- [Passage for review]
In [1]:
# Import packages
import nltk
from pprint import pprint
import yaml
import sys
import os
import re
import pandas as pd

dict_tagged_sentences = ''
# Below indicates the relative path to
# positive/negative/inverter/incrementer/decrementer files
DICTIONARY_DIR_PREFIX = '../dicts/'

import nltk
nltk.download('averaged_perceptron_tagger')

[nltk_data] Downloading package averaged_perceptron_tagger to
[nltk_data]     C:\Users\ZY\AppData\Roaming\nltk_data...
[nltk_data]   Package averaged_perceptron_tagger is already up-to-
[nltk_data]       date!


True

In [2]:
dell = pd.read_csv('../../../scrapy-hackathon/webscrape/linkedin/credit_suisse_hackathon_selenium.csv')
sentiment_analysis_creditS = pd.DataFrame(dell)
sentiment_analysis_creditS = sentiment_analysis_creditS['post']
sentiment_analysis_creditS[1]

'FIS in India is proud to announce the successful completion of CODE FEST 2022.  The event was hosted virtually over a period of two months and 1500 participants worked on specific challenges and leveraged skills such as Java and .Net to develop innovative solutions for the challenges given to them. We had 100+ coding challenge qualifiers from companies like Google, Amazon, Adobe, Morgan Stanley, Walmart, KPMG, Credit Suisse, Deloitte, and Oracle, and the top 3 winners were announced in a virtual award ceremony in presence of our leaders. Many congratulations to all the winners and participants and special thanks to our event hosting partner Mercer Mettl and all our colleagues for their support. Meet the winners:'

In [3]:
class Splitter(object):
    def __init__(self):
        self.nltk_splitter = nltk.data.load('tokenizers/punkt/english.pickle')
        self.nltk_tokenizer = nltk.tokenize.TreebankWordTokenizer()

    def split(self, text):
        """
        input format: a paragraph of text
        output format: a list of lists of words.
            e.g.: [['this', 'is', 'a', 'sentence'], ['this', 'is', 'another', 'one']]
        """
        sentences = self.nltk_splitter.tokenize(text)
        tokenized_sentences = [self.nltk_tokenizer.tokenize(sent) for sent in sentences]
        return tokenized_sentences


class POSTagger(object):
    def __init__(self):
        pass

    def pos_tag(self, sentences):
        """

- [Prompt]
In the sentiment-analysis notebook code, which NLTK tokenizer does the Splitter class create for breaking sentences into words? The lines that come next have no connection to the notebook code.

- [Given data]
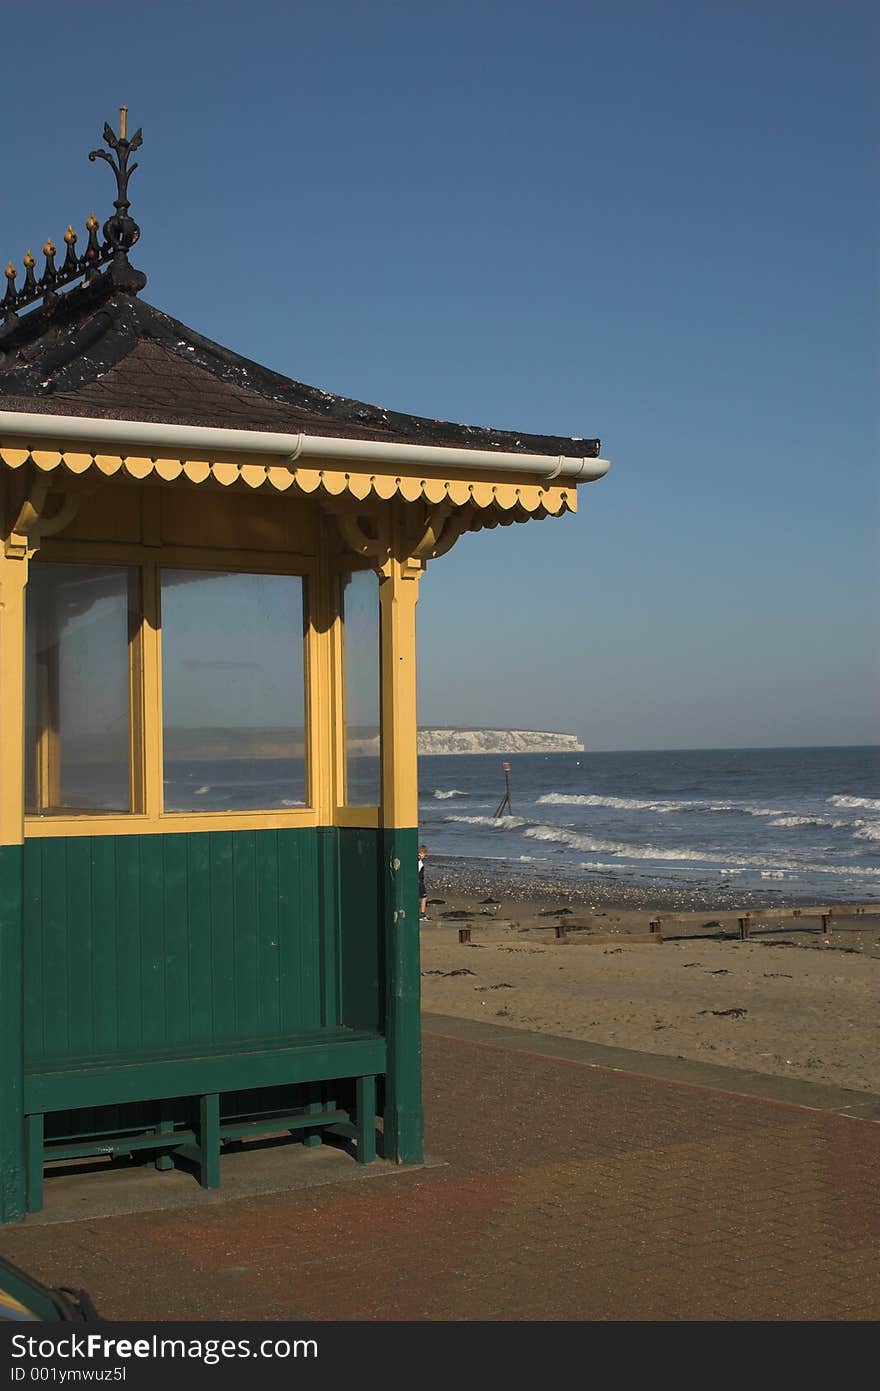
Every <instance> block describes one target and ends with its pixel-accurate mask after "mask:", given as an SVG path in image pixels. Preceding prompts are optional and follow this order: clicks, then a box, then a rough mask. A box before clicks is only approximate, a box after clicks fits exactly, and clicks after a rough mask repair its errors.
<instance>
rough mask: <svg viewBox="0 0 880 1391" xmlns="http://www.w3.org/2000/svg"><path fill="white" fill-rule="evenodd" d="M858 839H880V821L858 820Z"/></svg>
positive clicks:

- [Output for this task]
TreebankWordTokenizer